Document section:
* * * * *

I would expect the index to need to be on ID, CONTAINER for it to be used
in this query.

Tim

On Oct 24, 2016 5:10 AM, "Lachezar Dobrev" <l.dob...@gmail.com> wrote:

>   Hm… That's weird. Did you do a
>   VACUUM ANALYSE VERBOSE ACTIVEMQ_MSGS;
>   Do you have autovacuum enabled in PostgreSQL?
>
>   You can try and execute the following:
>   select pid, waiting, state, query from pg_stat_activity order by waiting
> desc, pid asc;
>   this will show all running tasks, check if there are lots of processes
> that have waiting = true, that might mean that there are locking issues.
>
> 2016-10-24 12:48 GMT+03:00 <ulrich.her...@t-systems.com>:
>
> > Thank you for your answer - we have tried this before with no success.
> >
> > Uli
> >
> > -----Ursprüngliche Nachricht-----
> > Von: Lachezar Dobrev [mailto:l.dob...@gmail.com]
> > Gesendet: Montag, 24. Oktober 2016 11:42
> > An: users@activemq.apache.org
> > Betreff: Re: Persistent messages and postgres backend
> >
> >   You might want to add an INDEX on CONTAINER column in ACTIVEMQ_MSGS
> > table:
> >   CREATE INDEX ACTIVEMQ_MSGS_CONTAINER_INDEX ON ACTIVEMQ_MSGS(CONTAINER);
> >
> > 2016-10-24 12:14 GMT+03:00 <ulrich.her...@t-systems.com>:
> >
> > > Hi all,
> > >
> > > we need persistent messages with a postgres backend.

* * * * *

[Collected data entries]
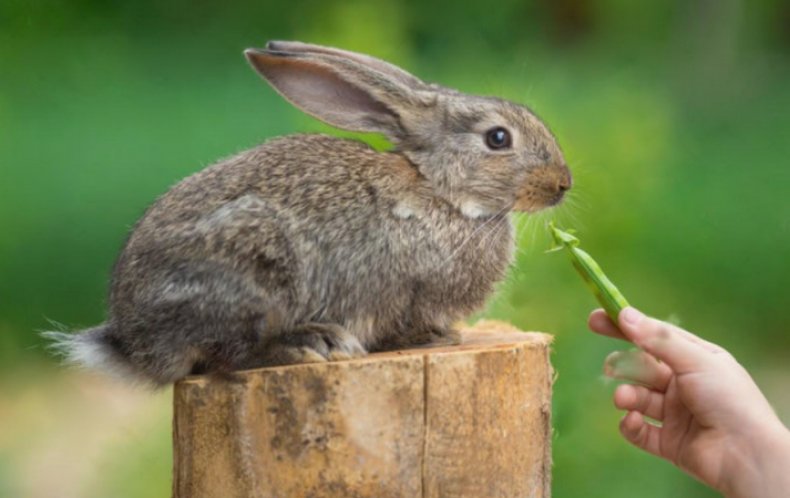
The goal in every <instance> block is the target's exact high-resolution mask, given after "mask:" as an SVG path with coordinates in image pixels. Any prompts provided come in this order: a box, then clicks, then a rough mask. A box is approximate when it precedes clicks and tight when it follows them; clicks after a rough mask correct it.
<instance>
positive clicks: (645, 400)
mask: <svg viewBox="0 0 790 498" xmlns="http://www.w3.org/2000/svg"><path fill="white" fill-rule="evenodd" d="M589 326H590V328H591V329H592V330H593V331H595V332H598V333H599V334H603V335H606V336H610V337H615V338H618V339H624V340H627V341H630V342H632V343H634V344H636V345H637V346H639V347H640V348H641V349H642V350H644V352H641V351H640V352H617V353H613V354H612V355H610V356H609V357H608V358H607V359H606V365H605V370H606V373H607V375H610V376H612V377H615V378H619V379H622V380H626V381H629V382H634V383H635V384H624V385H621V386H619V387H618V388H617V390H616V391H615V394H614V404H615V406H617V408H619V409H621V410H627V412H628V413H627V414H626V415H625V417H623V419H622V421H621V422H620V432H622V434H623V436H624V437H625V438H626V439H627V440H628V441H630V442H631V443H633V444H634V445H636V446H638V447H639V448H642V449H643V450H645V451H647V452H649V453H652V454H654V455H657V456H660V457H662V458H666V459H667V460H669V461H670V462H672V463H674V464H675V465H677V466H678V467H680V468H681V469H683V470H684V471H685V472H687V473H689V474H691V475H692V476H694V477H696V478H697V479H699V480H701V481H702V482H704V483H706V484H708V485H709V486H712V487H713V488H715V489H717V490H718V491H720V492H722V493H724V494H725V495H727V496H730V497H747V496H748V497H758V496H759V497H774V496H775V497H788V496H790V432H788V430H787V429H786V428H785V427H784V426H783V425H782V423H781V422H780V421H779V419H778V418H777V416H776V414H775V413H774V412H773V410H772V409H771V406H770V405H769V404H768V401H767V400H766V399H765V397H764V396H763V394H762V393H761V392H760V390H759V389H758V387H757V385H756V384H755V383H754V381H753V380H752V378H751V377H750V376H749V374H748V373H747V372H746V370H744V368H743V367H742V366H741V365H740V364H739V363H738V362H737V361H736V360H735V358H733V357H732V355H730V354H729V353H728V352H727V351H725V350H724V349H722V348H721V347H719V346H717V345H715V344H712V343H710V342H707V341H705V340H703V339H700V338H699V337H697V336H695V335H694V334H691V333H690V332H687V331H685V330H683V329H680V328H678V327H675V326H674V325H670V324H668V323H665V322H662V321H659V320H656V319H653V318H650V317H647V316H645V315H643V314H642V313H640V312H639V311H637V310H636V309H634V308H626V309H624V310H623V311H622V312H621V313H620V316H619V328H618V327H616V326H615V325H614V324H613V323H612V322H611V321H610V320H609V318H608V317H607V316H606V313H605V312H604V311H603V310H596V311H594V312H593V313H592V314H591V315H590V319H589ZM657 359H658V360H660V361H656V360H657ZM645 416H647V417H649V418H651V419H654V420H656V421H658V422H660V424H661V425H660V426H659V425H656V424H653V423H650V422H649V421H646V420H645Z"/></svg>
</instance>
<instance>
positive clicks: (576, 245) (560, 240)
mask: <svg viewBox="0 0 790 498" xmlns="http://www.w3.org/2000/svg"><path fill="white" fill-rule="evenodd" d="M549 230H550V231H551V235H552V236H553V237H554V243H555V244H556V246H555V247H554V249H553V250H561V249H563V248H565V249H567V250H568V254H569V255H570V258H571V263H573V266H574V268H576V270H577V271H578V272H579V274H580V275H581V276H582V279H584V281H585V283H586V284H587V286H588V287H589V288H590V290H592V293H593V294H594V295H595V297H596V299H598V302H599V303H601V306H603V309H604V310H606V314H607V315H609V318H611V319H612V321H613V322H614V323H617V316H618V315H619V314H620V311H622V309H623V308H625V307H626V306H628V301H626V300H625V297H623V295H622V294H621V293H620V291H619V290H618V289H617V287H615V285H614V284H613V283H612V282H611V280H609V279H608V278H606V275H605V274H604V272H603V270H601V267H600V266H598V263H596V262H595V260H594V259H592V256H590V255H589V254H587V253H586V252H584V251H582V250H581V249H579V239H577V238H576V237H574V236H573V235H571V234H570V233H568V232H565V231H562V230H560V229H559V228H557V227H556V226H554V223H549Z"/></svg>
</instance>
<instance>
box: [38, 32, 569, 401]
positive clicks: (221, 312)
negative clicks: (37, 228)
mask: <svg viewBox="0 0 790 498" xmlns="http://www.w3.org/2000/svg"><path fill="white" fill-rule="evenodd" d="M245 55H246V58H247V59H248V61H249V62H250V64H251V65H252V67H253V68H254V69H255V70H256V71H257V72H258V73H259V74H260V75H261V76H262V77H263V79H265V80H266V81H267V82H268V83H269V84H270V85H272V87H274V89H275V90H276V91H277V92H278V93H279V94H280V95H281V96H282V97H284V98H285V99H286V100H287V101H289V102H290V103H291V104H293V105H294V106H296V107H297V108H299V109H301V110H302V111H304V112H305V113H307V114H309V115H311V116H313V117H315V118H318V119H319V120H322V121H324V122H325V123H328V124H329V125H332V126H334V127H337V128H341V129H345V130H351V131H356V132H374V133H382V134H384V135H385V136H386V137H387V138H388V139H389V140H390V142H392V144H393V145H394V148H393V149H392V150H390V151H385V152H377V151H375V150H373V149H372V148H371V147H369V146H368V145H366V144H364V143H363V142H360V141H357V140H351V139H343V138H336V137H332V136H327V135H323V134H296V135H288V136H284V137H279V138H275V139H271V140H269V141H266V142H265V143H263V144H262V145H259V146H257V147H255V148H253V149H251V150H248V151H245V152H241V153H239V154H237V155H235V156H233V157H230V158H228V159H224V160H222V161H220V162H218V163H216V164H214V165H212V166H209V167H207V168H205V169H204V170H202V171H200V172H198V173H196V174H194V175H192V176H189V177H188V178H186V179H184V180H183V181H181V182H180V183H178V184H176V185H175V186H174V187H172V188H171V189H170V190H169V191H168V192H167V193H165V194H164V195H162V196H161V197H160V198H159V199H158V200H156V201H155V202H154V203H153V205H151V206H150V207H149V208H148V210H147V211H146V212H145V214H144V215H143V217H142V218H141V219H140V220H139V221H138V222H137V224H136V225H135V227H134V229H133V230H132V232H131V235H130V236H129V238H128V240H127V242H126V243H125V246H124V247H123V250H122V252H121V254H120V256H119V257H118V259H117V262H116V263H115V266H114V268H113V270H112V277H111V284H110V291H109V312H108V318H107V320H106V322H104V323H102V324H100V325H98V326H96V327H93V328H90V329H87V330H85V331H82V332H81V333H75V334H71V333H66V332H49V333H47V334H46V335H47V336H48V337H49V338H50V339H52V340H54V344H55V346H56V347H58V348H60V349H61V350H62V351H63V352H64V354H65V355H66V357H67V359H68V360H69V361H71V362H73V363H77V364H81V365H83V366H88V367H94V368H98V369H102V370H106V371H109V372H110V373H115V374H117V375H120V376H121V377H123V378H125V379H130V380H134V381H141V382H144V383H149V384H152V385H154V386H161V385H166V384H169V383H173V382H175V381H178V380H179V379H181V378H183V377H185V376H187V375H191V374H220V375H221V374H223V373H225V374H230V373H231V372H234V371H236V370H241V369H250V368H256V367H262V366H273V365H284V364H293V363H306V362H324V361H329V360H342V359H348V358H354V357H359V356H363V355H365V354H367V353H368V352H371V351H383V350H391V349H395V348H404V347H417V346H424V345H437V344H457V343H458V341H459V334H458V332H457V331H456V330H454V329H453V324H454V323H456V322H457V321H458V320H460V319H462V318H463V317H465V316H467V315H469V314H470V313H472V312H473V311H475V310H477V309H479V308H480V307H481V306H482V305H483V304H484V302H485V300H486V298H487V296H489V295H490V294H491V293H492V290H493V288H494V285H495V284H496V283H497V282H498V281H500V280H501V279H502V278H503V277H504V275H505V272H506V270H507V268H508V266H509V264H510V262H511V260H512V257H513V251H514V236H513V228H512V222H511V214H510V213H511V212H512V211H522V212H534V211H537V210H540V209H543V208H547V207H550V206H554V205H556V204H558V203H559V202H560V201H561V200H562V199H563V196H564V194H565V193H566V191H567V190H568V189H569V188H570V187H571V183H572V180H571V173H570V171H569V169H568V167H567V165H566V162H565V160H564V158H563V154H562V152H561V150H560V148H559V146H558V144H557V141H556V139H555V138H554V136H553V135H552V133H551V132H550V131H549V129H548V128H547V127H546V125H544V124H543V123H542V122H541V120H540V119H538V118H537V117H536V116H535V114H533V112H532V111H530V110H529V109H527V108H526V107H523V106H521V105H518V104H514V103H512V102H508V101H505V100H501V99H498V98H494V97H480V96H473V95H468V94H464V93H461V92H459V91H456V90H452V89H450V88H445V87H443V86H439V85H436V84H428V83H424V82H423V81H421V80H419V79H418V78H416V77H415V76H412V75H411V74H409V73H407V72H406V71H404V70H402V69H400V68H398V67H396V66H394V65H391V64H389V63H387V62H384V61H382V60H379V59H376V58H373V57H371V56H368V55H363V54H359V53H354V52H349V51H345V50H340V49H336V48H330V47H324V46H318V45H310V44H305V43H301V42H295V41H271V42H269V43H267V45H266V47H265V48H264V49H248V50H246V51H245Z"/></svg>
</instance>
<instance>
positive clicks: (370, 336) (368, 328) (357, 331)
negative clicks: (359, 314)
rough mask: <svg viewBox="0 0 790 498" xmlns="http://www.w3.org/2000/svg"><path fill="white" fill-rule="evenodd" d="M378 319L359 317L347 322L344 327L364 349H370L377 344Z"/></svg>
mask: <svg viewBox="0 0 790 498" xmlns="http://www.w3.org/2000/svg"><path fill="white" fill-rule="evenodd" d="M375 326H376V319H375V318H374V317H372V316H367V317H357V318H354V319H352V320H349V321H347V322H346V323H344V324H343V327H344V328H345V329H346V330H347V331H348V332H349V334H351V335H353V336H354V337H356V338H357V339H359V343H360V344H362V347H364V348H365V349H367V348H368V346H370V345H371V344H373V343H375V342H376V328H375Z"/></svg>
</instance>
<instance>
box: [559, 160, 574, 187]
mask: <svg viewBox="0 0 790 498" xmlns="http://www.w3.org/2000/svg"><path fill="white" fill-rule="evenodd" d="M562 169H563V171H562V173H561V174H560V176H559V178H558V179H557V184H556V186H555V189H556V190H557V192H565V191H567V190H570V189H571V187H572V186H573V177H572V176H571V172H570V170H569V169H568V167H567V166H565V165H562Z"/></svg>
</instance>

* * * * *

Requirement: Recast the paragraph of the mailing-list thread that begins "You can try and execute the following" as a short bulleted list, keeping its main facts. The collected lines play no part in this.

Solution to this exercise:
- Run: select pid, waiting, state, query from pg_stat_activity order by waiting desc, pid asc;
- The query shows all running tasks.
- Many processes with waiting = true may point to locking issues.